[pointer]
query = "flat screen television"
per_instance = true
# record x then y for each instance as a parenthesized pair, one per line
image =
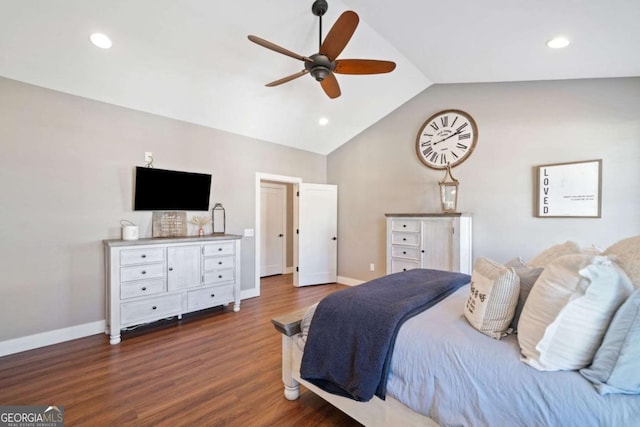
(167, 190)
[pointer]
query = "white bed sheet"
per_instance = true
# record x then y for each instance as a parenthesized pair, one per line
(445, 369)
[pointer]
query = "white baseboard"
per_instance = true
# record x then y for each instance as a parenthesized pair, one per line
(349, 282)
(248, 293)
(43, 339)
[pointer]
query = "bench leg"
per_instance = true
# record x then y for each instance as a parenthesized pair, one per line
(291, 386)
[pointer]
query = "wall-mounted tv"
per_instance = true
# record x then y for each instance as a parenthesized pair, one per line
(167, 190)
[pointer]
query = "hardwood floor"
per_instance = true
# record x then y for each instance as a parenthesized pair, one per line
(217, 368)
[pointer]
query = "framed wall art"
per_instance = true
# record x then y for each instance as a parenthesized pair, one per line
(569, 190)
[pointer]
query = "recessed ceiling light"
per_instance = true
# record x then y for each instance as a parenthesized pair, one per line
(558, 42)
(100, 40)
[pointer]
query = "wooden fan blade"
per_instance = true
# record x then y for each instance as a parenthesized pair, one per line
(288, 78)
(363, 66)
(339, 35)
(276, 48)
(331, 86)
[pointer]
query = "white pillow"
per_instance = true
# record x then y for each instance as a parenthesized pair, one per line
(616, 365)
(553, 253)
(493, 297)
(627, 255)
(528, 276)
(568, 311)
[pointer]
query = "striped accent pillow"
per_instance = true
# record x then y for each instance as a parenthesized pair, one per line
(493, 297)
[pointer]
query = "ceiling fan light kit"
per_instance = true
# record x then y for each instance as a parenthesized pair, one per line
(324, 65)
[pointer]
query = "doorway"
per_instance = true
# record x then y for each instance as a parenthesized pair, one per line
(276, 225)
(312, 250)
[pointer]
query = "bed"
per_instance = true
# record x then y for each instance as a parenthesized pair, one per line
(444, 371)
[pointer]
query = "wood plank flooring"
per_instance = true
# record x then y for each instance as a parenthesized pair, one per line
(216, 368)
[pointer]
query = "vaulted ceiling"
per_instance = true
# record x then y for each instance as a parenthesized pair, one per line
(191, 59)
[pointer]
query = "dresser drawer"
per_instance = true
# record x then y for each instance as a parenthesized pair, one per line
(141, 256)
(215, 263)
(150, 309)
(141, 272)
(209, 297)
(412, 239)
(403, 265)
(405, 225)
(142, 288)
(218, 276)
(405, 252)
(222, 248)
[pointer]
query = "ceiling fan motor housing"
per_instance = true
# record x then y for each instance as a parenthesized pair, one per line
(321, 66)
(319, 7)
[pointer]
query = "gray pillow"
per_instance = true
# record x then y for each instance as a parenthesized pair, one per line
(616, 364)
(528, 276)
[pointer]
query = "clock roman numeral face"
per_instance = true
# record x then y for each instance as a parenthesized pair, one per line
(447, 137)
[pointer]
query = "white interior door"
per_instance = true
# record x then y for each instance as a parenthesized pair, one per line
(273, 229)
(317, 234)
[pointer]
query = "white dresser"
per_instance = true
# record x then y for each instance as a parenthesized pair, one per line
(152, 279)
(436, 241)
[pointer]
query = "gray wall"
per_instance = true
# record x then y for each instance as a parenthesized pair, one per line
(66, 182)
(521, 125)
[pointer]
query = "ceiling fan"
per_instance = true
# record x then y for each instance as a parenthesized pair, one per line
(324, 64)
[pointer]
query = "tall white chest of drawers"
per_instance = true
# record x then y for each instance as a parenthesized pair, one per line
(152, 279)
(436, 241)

_ _ _ _

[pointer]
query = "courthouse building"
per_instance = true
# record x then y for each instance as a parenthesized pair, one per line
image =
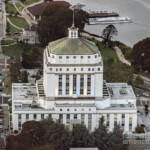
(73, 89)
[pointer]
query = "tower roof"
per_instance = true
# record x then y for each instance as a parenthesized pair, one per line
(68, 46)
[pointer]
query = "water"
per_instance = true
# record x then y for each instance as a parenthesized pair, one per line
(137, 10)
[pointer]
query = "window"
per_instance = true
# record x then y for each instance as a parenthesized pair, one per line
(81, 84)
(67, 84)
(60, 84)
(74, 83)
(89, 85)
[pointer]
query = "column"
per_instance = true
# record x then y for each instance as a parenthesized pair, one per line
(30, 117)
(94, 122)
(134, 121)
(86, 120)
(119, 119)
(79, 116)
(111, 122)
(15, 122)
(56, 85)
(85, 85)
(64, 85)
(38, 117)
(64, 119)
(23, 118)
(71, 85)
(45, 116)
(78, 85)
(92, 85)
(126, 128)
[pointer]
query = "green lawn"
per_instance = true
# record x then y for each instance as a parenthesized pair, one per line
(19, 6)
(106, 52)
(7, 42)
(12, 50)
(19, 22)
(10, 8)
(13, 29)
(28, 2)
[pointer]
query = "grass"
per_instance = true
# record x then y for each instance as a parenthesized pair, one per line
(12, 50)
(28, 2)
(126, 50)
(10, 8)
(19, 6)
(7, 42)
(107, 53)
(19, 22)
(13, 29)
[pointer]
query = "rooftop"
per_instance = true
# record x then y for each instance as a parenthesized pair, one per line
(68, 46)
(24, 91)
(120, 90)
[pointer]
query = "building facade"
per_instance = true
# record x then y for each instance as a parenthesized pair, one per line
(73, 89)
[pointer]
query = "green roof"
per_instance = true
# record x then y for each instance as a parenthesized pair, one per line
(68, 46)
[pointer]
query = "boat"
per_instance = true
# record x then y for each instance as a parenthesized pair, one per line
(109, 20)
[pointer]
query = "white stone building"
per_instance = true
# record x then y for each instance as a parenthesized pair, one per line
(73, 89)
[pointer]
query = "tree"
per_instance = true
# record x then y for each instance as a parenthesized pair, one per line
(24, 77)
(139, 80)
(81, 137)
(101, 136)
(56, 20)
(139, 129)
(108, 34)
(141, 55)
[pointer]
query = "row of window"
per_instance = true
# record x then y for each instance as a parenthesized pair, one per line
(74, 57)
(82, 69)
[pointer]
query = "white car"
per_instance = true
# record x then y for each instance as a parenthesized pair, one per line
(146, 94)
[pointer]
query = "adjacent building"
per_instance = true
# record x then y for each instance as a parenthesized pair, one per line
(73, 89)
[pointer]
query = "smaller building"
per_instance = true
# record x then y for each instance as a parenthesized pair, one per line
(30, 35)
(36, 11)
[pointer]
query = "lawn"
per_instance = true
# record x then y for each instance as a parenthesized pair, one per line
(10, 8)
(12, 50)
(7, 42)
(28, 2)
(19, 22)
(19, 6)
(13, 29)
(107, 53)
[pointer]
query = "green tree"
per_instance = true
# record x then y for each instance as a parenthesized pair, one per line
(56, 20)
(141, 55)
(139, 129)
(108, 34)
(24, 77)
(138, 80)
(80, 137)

_ _ _ _

What to work on: How many lines in the items above contain the word "white"? Reply with the number alone.

Result below: 8